(TAREA A)
En los registros, vuelve a escribir desde la línea que contiene "for white ceramic" hasta la línea que contiene "370, 370, 507, 540", ambas incluidas. Sustituye "jar" por "vase" y deja todo lo demás sin cambios.

(FRAGMENTO SELECCIONADO)
::::

Opinión - Manuel Garcia Urrutia

Ley Televisa, la desvergüenza del Ejecutivo y Legislativo

La Jornada Jalisco

La travesía de la llamada ley Televisa hasta su desenlace en la Suprema Corte de Justicia de la Nación (SCJN) es realmente un recuento de vergüenzas y subordinaciones al poder real de los oligopolios que controlan los medios de comunicación y, finalmente, de la pequeña luz que hace que no se termine de perder toda la fe en las instituciones, explicando, en parte, por qué este país no se ha caído aún en pedazos –aunque poco le hace falta.

Hace más de un año, en diciembre de 2005, cuando de manera sorprendente apareció una iniciativa de ley sobre medios diferente a la que existía “congelada” en el Senado –presentada desde 2002–, la Cámara de Diputados aprobaba por unanimidad y al vapor leyes federales de Radio y Televisión y Telecomunicaciones. Lo grave fue la opacidad y la rapidez inusitada con que esa ley se cabildeó, así como la falta de consulta y análisis de su contenido. Para la historia negra de la izquierda partidaria quedarán las penosas disculpas de Pablo Gómez, coordinador de la fracción de diputados del Partido de la Revolución Democrática (PRD), que reconoció que jamás leyó la ley y aun así votó, junto con su bancada, a favor de ella, aceptando de manera implícita que la negociación se dio por fuera de los espacios institucionales.

::::

(CONJUNTO DE DATOS)
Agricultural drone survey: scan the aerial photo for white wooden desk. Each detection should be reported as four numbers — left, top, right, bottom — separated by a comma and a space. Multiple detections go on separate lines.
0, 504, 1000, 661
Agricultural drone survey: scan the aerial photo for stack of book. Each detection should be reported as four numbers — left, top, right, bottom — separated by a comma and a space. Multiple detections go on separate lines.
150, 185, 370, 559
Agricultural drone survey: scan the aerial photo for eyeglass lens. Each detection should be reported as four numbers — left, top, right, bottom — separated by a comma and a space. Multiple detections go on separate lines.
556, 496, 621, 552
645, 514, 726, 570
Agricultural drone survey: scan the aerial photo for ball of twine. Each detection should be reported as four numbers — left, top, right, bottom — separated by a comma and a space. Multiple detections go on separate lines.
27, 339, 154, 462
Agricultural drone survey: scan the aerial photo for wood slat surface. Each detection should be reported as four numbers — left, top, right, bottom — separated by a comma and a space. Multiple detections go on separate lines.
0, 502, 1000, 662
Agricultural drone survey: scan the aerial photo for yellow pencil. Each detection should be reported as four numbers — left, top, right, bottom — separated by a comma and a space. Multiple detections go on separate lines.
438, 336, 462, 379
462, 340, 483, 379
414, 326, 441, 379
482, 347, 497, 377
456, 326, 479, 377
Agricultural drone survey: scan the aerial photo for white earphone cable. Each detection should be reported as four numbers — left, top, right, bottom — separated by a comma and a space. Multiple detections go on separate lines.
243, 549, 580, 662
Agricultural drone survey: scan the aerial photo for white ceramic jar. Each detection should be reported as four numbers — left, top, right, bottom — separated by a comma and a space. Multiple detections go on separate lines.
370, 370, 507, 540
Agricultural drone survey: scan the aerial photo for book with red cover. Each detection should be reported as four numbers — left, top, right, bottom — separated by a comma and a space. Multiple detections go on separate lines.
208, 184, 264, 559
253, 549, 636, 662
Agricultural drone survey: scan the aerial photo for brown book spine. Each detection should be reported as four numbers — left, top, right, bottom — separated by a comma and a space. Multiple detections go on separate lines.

::::

(TAREA B)
Reproduce sin cambios el texto completo sobre la ley Televisa.

(RESPUESTA COMPLETA A)
Agricultural drone survey: scan the aerial photo for white ceramic vase. Each detection should be reported as four numbers — left, top, right, bottom — separated by a comma and a space. Multiple detections go on separate lines.
370, 370, 507, 540

(RESPUESTA COMPLETA B)
Opinión - Manuel Garcia Urrutia

Ley Televisa, la desvergüenza del Ejecutivo y Legislativo

La Jornada Jalisco

La travesía de la llamada ley Televisa hasta su desenlace en la Suprema Corte de Justicia de la Nación (SCJN) es realmente un recuento de vergüenzas y subordinaciones al poder real de los oligopolios que controlan los medios de comunicación y, finalmente, de la pequeña luz que hace que no se termine de perder toda la fe en las instituciones, explicando, en parte, por qué este país no se ha caído aún en pedazos –aunque poco le hace falta.

Hace más de un año, en diciembre de 2005, cuando de manera sorprendente apareció una iniciativa de ley sobre medios diferente a la que existía “congelada” en el Senado –presentada desde 2002–, la Cámara de Diputados aprobaba por unanimidad y al vapor leyes federales de Radio y Televisión y Telecomunicaciones. Lo grave fue la opacidad y la rapidez inusitada con que esa ley se cabildeó, así como la falta de consulta y análisis de su contenido. Para la historia negra de la izquierda partidaria quedarán las penosas disculpas de Pablo Gómez, coordinador de la fracción de diputados del Partido de la Revolución Democrática (PRD), que reconoció que jamás leyó la ley y aun así votó, junto con su bancada, a favor de ella, aceptando de manera implícita que la negociación se dio por fuera de los espacios institucionales.